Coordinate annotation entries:
>> start

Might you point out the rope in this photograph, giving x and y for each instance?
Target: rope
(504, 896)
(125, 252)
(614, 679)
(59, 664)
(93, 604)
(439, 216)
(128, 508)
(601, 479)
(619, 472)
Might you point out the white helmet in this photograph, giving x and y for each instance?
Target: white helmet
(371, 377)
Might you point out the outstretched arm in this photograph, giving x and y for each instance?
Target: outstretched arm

>> end
>> start

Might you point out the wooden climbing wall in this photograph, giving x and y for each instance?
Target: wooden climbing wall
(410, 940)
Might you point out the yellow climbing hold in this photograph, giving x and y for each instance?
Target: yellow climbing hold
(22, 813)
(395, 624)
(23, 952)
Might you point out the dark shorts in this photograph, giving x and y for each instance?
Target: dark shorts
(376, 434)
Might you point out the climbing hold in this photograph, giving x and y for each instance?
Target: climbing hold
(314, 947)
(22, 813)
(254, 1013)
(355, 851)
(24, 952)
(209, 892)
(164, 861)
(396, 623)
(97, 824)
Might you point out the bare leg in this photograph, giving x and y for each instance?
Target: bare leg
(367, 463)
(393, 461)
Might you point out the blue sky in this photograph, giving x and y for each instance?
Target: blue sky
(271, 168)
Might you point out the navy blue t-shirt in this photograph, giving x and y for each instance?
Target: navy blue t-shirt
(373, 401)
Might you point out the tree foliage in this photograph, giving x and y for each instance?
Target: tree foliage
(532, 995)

>> end

> _What this task involves_
Reproduce only the material from the line containing "Might you point out the rope" through the line containing "Target: outstretched arm", substituting "yellow helmet" for every "white helmet" and leaving everything else as it is.

> _Answer to the exercise_
Might you point out the rope in this photograph, giving x and y for each instance?
Target: rope
(504, 896)
(125, 252)
(614, 679)
(59, 664)
(93, 604)
(439, 216)
(128, 508)
(601, 479)
(619, 472)
Might you point out the yellow helmet in this photograph, giving x and y for each instance?
Target: yellow helmet
(371, 377)
Might you point out the outstretched arm in this photograph, giving x and y for each instance?
Target: outstretched arm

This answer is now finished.